FIG. 13B presents the measured HOC sorption kinetics. As can be seen, for all HOCs, more than 87% sorption occurred in the first 5 minutes, 96% sorption occurred in the first 10 minutes, and 99% sorption occurred within the first 45 minutes. Compared to activated carbon, whose contaminant sorption equilibrium usually occurs after a few hours equilibration due to its large microporosity [30,31], Mag-PCMAs have very fast HOC sorption kinetics due to the large amount of surfactant micelles accessible to the HOCs in solution. Also, these results suggest that the mesostructured silica is not the limiting factor for HOC diffusion into the confined surfactant micelles. Diuron sorption kinetics in the presence of HA showed that the presence of HA had no significant effect on HOC sorption kinetics, suggesting the sorption of natural organic matter would not block the entry of HOCs into the micelles confined within the mesopores.

■ Information given ■
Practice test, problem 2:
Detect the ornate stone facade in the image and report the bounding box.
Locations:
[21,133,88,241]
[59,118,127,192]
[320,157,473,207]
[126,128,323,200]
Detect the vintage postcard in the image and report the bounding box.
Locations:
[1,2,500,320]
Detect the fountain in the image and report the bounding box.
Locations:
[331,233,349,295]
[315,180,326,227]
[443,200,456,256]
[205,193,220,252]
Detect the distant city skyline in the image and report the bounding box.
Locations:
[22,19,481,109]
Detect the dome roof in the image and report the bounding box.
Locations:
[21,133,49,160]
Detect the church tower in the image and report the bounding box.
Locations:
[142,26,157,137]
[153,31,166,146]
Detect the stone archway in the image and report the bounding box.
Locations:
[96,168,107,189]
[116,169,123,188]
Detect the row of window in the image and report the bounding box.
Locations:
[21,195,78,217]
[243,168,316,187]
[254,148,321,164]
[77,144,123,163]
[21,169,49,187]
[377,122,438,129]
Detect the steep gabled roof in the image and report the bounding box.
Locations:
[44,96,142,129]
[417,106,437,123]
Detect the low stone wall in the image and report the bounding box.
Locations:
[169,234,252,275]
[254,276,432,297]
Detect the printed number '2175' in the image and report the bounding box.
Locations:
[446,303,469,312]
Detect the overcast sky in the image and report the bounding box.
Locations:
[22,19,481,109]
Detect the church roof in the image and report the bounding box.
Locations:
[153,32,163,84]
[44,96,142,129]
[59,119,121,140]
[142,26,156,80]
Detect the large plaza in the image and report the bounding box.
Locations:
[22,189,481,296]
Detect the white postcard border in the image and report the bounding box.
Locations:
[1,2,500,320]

■ Stated task 1 ■
Rewrite the paragraph beginning "FIG. 13B presents the measured HOC sorption kinetics" from the passage on HOC sorption kinetics as a bulleted list that keeps its main facts.
■ Stated task 2 ■
Extend the passage on HOC sorption kinetics, picking up after its final sentence.
The rows come from a separate source.

■ Task result 1 ■
- FIG. 13B shows the measured HOC sorption kinetics.
- For all HOCs, more than 87% sorption occurred in the first 5 minutes, 96% in the first 10 minutes, and 99% within the first 45 minutes.
- Activated carbon usually reaches contaminant sorption equilibrium only after a few hours because of its large microporosity.
- Mag-PCMAs sorb HOCs very fast because many surfactant micelles are accessible to the HOCs in solution.
- The mesostructured silica does not appear to limit HOC diffusion into the confined surfactant micelles.
- Diuron sorption kinetics with HA present showed no significant effect of HA on HOC sorption kinetics.
- This suggests that sorbed natural organic matter would not block HOCs from entering the micelles confined within the mesopores.

■ Task result 2 ■
Example 6

Regeneration and reuse of Mag-PCMAs. A feature of this approach is the ability to regenerate and reuse the Mag-PCMAs, using solvents to extract the HOCs without affecting the stability of the Mag-PCMAs. TG analysis has previously shown that the solvent extraction did not remove any significant amount of the confined micelles from the mesostructured silica framework.

To further demonstrate the regenerability and reuseability of the Mag-PCMAs, the recovery of diuron sorbed onto the Mag-PCMAs was investigated by methanol extraction. The diuron percentages removal and percentages recovery during five continuous cycles of regeneration and reuse are shown in FIG. 14. It was found that nearly all of the sorbed HOCs (>95%) could be recovered, indicating easy regeneration of Mag-PCMAs (FIG. 14). No significant loss of HOC sorption capacity was observed on the regenerated Mag-PCMAs, which is superior to activated carbon, whose regeneration involves high temperatures that affects carbon properties and leads to a reduction of its sorption capacity.

Based on these results and the fast HOC sorption kinetics, continuous Mag-PCMAs-based flow-through or fluidized bed systems could be designed for contaminated sediment or water treatment with high HOC removal efficiency.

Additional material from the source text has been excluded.